● Quoted text
I had heard murmurs of a record store signing when I was at the Duran Duran Fan convention in New Orleans, but I knew the signing was in Los Angeles, and in the middle of the week. I told myself there was no way I was driving up there, that I had too much going on, and that was that. At some point over the weekend though, a story someone told me just clicked. That “someone” was my friend Machelle, and I don’t even know if she remembers telling me the story of when she first ran into John Taylor. (No really, I don’t honestly know if she remembers. It was one of those weekends!) I really can’t even remember the details of the story, other than she had me almost crying I was laughing so hard, and that at the very end of it all I mentioned the signing and she said to me “Rhonda, you have to go. You’ll continue to kick yourself forever if you don’t.” She said those words with such a declarative tone…who was I to argue?

Source data
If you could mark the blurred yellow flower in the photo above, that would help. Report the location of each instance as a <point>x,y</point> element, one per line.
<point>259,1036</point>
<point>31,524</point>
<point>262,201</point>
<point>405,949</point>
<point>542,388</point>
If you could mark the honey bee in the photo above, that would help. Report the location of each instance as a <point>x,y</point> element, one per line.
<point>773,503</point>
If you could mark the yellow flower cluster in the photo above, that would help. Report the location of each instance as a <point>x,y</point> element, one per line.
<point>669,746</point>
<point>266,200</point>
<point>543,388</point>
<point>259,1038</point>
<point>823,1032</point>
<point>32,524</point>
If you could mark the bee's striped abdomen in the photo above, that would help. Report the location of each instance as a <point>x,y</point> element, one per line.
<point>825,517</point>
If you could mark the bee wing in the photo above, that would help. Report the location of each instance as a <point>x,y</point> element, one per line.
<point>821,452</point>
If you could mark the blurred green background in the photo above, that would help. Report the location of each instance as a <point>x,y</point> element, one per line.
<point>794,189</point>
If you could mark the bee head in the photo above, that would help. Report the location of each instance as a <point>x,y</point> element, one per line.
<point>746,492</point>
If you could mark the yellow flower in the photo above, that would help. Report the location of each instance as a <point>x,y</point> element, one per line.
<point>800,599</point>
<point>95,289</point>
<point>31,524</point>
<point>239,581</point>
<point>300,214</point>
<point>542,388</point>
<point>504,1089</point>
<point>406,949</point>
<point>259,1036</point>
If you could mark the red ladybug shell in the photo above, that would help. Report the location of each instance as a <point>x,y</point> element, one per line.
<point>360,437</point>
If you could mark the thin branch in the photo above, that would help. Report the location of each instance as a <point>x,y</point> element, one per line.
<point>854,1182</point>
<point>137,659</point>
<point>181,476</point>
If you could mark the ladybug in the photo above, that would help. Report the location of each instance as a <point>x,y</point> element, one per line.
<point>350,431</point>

● Task instructions
Answer these questions from the text about the record store signing:
(a) In what city was the Duran Duran Fan convention held?
(b) Where did the signing take place?
(c) In Machelle's story, whom did she first run into?

● Complete response
(a) New Orleans
(b) Los Angeles
(c) John Taylor